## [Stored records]
* * * * *

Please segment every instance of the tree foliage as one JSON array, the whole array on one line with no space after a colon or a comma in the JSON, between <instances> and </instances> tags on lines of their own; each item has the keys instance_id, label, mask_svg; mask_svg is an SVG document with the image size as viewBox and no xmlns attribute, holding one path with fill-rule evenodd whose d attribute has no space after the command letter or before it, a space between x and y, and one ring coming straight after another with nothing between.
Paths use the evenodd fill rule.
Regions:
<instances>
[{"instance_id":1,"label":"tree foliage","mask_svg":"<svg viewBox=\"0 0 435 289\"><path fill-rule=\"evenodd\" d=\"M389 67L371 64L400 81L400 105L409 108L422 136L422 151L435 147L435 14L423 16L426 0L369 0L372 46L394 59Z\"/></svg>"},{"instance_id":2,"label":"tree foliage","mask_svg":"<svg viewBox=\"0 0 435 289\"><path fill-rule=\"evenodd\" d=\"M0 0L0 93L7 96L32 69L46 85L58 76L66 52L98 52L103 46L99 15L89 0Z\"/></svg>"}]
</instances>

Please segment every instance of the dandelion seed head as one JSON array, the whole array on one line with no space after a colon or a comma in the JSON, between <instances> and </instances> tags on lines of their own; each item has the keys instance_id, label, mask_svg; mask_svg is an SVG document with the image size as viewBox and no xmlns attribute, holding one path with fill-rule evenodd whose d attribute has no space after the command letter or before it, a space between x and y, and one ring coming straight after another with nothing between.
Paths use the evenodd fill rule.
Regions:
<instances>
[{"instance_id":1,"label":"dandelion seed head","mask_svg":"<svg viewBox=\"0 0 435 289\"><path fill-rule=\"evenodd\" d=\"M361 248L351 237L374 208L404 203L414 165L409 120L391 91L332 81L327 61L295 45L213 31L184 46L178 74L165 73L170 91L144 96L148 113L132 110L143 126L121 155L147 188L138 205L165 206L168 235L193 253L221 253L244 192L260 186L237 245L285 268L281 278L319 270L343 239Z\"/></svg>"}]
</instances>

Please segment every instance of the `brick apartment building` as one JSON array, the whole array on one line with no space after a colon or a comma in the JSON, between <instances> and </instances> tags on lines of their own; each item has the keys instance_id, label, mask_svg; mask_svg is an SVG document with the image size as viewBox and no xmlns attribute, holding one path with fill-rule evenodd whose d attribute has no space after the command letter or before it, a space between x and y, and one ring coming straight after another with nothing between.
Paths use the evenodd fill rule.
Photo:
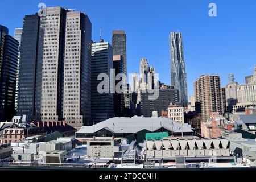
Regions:
<instances>
[{"instance_id":1,"label":"brick apartment building","mask_svg":"<svg viewBox=\"0 0 256 182\"><path fill-rule=\"evenodd\" d=\"M212 113L207 121L201 122L201 135L206 138L219 138L226 130L234 128L233 122L228 122L218 113Z\"/></svg>"}]
</instances>

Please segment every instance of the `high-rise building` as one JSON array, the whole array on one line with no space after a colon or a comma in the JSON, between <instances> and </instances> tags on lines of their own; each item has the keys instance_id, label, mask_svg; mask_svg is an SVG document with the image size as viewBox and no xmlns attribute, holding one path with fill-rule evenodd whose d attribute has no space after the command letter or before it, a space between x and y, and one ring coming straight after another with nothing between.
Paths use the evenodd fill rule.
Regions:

* * * * *

Make an exact copy of all the material, but keep the pictures out of it.

Please segment every instance of the tree foliage as one JSON array, the whole array on one line with no space after a colon or a comma in the JSON, between <instances> and </instances> tags on lines of their own; each item has the keys instance_id, label, mask_svg; mask_svg is an SVG document with the image size as viewBox and no xmlns attribute, holding one path with fill-rule evenodd whose d attribute has no space after the command letter or before it, a space between x and y, and one ring coming straight after another with nothing between.
Paths use the evenodd fill rule.
Regions:
<instances>
[{"instance_id":1,"label":"tree foliage","mask_svg":"<svg viewBox=\"0 0 435 289\"><path fill-rule=\"evenodd\" d=\"M389 67L371 64L400 81L400 105L409 108L422 136L422 151L435 147L435 14L423 16L426 0L369 0L372 46L394 59Z\"/></svg>"},{"instance_id":2,"label":"tree foliage","mask_svg":"<svg viewBox=\"0 0 435 289\"><path fill-rule=\"evenodd\" d=\"M0 0L0 93L7 96L32 69L46 85L58 76L66 52L98 52L103 46L99 15L89 0Z\"/></svg>"}]
</instances>

Please segment every instance of the dandelion seed head as one JSON array, the whole array on one line with no space after a colon or a comma in the JSON, between <instances> and </instances> tags on lines of their own; each item has the keys instance_id, label, mask_svg; mask_svg is an SVG document with the image size as viewBox and no xmlns attribute, holding one path with fill-rule evenodd whose d attribute has no space after the command letter or before it, a space between x and y, and one ring coming straight after another with nothing between.
Paths use the evenodd fill rule.
Regions:
<instances>
[{"instance_id":1,"label":"dandelion seed head","mask_svg":"<svg viewBox=\"0 0 435 289\"><path fill-rule=\"evenodd\" d=\"M361 248L351 237L374 208L404 203L414 165L409 120L391 91L332 81L327 61L295 45L213 31L184 46L178 74L165 73L170 91L144 96L148 113L132 110L143 126L121 155L147 188L138 205L165 206L168 235L193 253L221 253L244 192L260 186L237 245L285 268L281 278L319 270L343 239Z\"/></svg>"}]
</instances>

Please segment every instance of the `brick apartment building` as one JSON array, the whole array on one line with no space after a colon or a comma in the JSON, between <instances> and </instances> tags on lines of their own; each item has the keys instance_id, label, mask_svg; mask_svg is an SVG document with the image size as viewBox and no xmlns attribute, holding one path with fill-rule evenodd whose d attribute has no space after the command letter or before it, a space between x and y, and one ring coming straight after another with nothing between.
Paths use the evenodd fill rule.
Photo:
Regions:
<instances>
[{"instance_id":1,"label":"brick apartment building","mask_svg":"<svg viewBox=\"0 0 256 182\"><path fill-rule=\"evenodd\" d=\"M212 113L207 121L201 122L201 135L206 138L219 138L226 130L234 128L233 122L228 122L218 113Z\"/></svg>"}]
</instances>

Please segment every instance of the `high-rise building` as one JSON array, the whole array on one line with no space after a colon or a comma in the JSON, between <instances> and </instances> tags on lines of their own; each item has the keys instance_id, label, mask_svg; mask_svg is an SVG document with the image size as viewBox and no xmlns attribute, holding one path with fill-rule evenodd whose d attribute has no space after the command letter or before it, a space between x and y, and one ring coming straight after another with nothing between.
Paths use the evenodd fill rule.
Regions:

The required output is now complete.